**Task to complete:** Translate this sentence from the text about moving between programming languages into Spanish: "It could exhaustively do all combinations of 6 numbers in under a minute."

**Text section:**
But I was aghast that people wrote whole systems in C, or as I discovered when I started work, pretty much everything that mattered was written in C. This seemed crazy, it was the wrong tool. It was premature optimisation. So I spent the next decade or so convinced that the whole world of software was crazy and gave up on it and dug into hardware.

Now as a hardware engineer you spend a lot of time fighting tools. You can automate your tools with TCL (Which of course we did) and interpret the stupid log files you end up with with Perl. Using TCL was enough to convince me that hardware engineers should not be allowed to get involved with software but Perl I always had a soft spot for especially after learning how to use it in an object oriented manner. Finally all those university lectures made sense as to why people would want to do this. I think in the past I had been thinking about it from an assembler point of view - I wanted to understand the execution and the data structures but there was a certain freedom in not worrying about how things would appear in memory and just describing the problem. I even write GUIs in Perl by playing with TCL/TK and I could solve any problem I wanted to. The fact that I wrote a Verilog Parser and initial state evaluation tool in Perl (i.e. I had to elaborate and simulate time slice 0) should be proof that I had a way to solve any problem

But then I started to hit some severe performance problems. As a hobby project I wrote a countdown solver - you know the numbers game on countdown where you are given 6 numbers and have to use them to calculate a 7th - well I wrote a solver for it by brute forcing every combination of numbers added subtracted multiplied and divided in every valid combination. The problem was the run time, to do 5 numbers took about 5 minutes. 6 Numbers wasn't even worth contemplating.
And then at that time I discovered Go. Re-wrote the program in go and it was solving 6 numbers in under a second. It could exhaustively do all combinations of 6 numbers in under a minute. I was very impressed but of course wanted to improve the speed still further. This was a trivially parallelisable problem, yet as far as I could see with a quick check of top it was only running on a single CPU. It appeared the limit was in the memory allocation/garbage collection. The nature of the algorithm was that I was acquiring lots of data structures from the heap and relying on the garbage collection to tidy up after me. I could have manually reference counted and therefore worked around this issue, but then the program would have lost most of its elegance and so I decided to leave the problem alone and call this a lesson learnt in the sort of trivially parallel problems Go could trivially help with.

**Data excerpts:**
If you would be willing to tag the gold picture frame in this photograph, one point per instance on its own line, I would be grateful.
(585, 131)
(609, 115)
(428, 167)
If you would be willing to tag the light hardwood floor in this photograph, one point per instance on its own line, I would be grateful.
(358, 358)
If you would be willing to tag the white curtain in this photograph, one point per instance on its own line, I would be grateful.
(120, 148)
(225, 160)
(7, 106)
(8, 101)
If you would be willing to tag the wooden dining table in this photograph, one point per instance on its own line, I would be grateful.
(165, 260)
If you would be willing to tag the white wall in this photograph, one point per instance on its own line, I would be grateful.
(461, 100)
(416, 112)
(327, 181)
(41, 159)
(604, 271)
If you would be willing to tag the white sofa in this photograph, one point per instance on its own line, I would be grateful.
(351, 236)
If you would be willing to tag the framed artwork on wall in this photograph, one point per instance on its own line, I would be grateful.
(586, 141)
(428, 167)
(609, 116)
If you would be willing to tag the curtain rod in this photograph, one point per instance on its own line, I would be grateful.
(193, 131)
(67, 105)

* * *

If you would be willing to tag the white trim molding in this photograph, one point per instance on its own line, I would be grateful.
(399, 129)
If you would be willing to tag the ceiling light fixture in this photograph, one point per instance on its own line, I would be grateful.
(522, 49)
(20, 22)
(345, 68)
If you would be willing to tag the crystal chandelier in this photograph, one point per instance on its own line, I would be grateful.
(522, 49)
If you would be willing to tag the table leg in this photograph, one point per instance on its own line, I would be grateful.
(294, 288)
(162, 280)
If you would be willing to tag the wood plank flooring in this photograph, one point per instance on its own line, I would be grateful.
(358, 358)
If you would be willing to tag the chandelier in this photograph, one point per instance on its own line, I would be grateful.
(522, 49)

**Task output:** Podía hacer exhaustivamente todas las combinaciones de 6 números en menos de un minuto.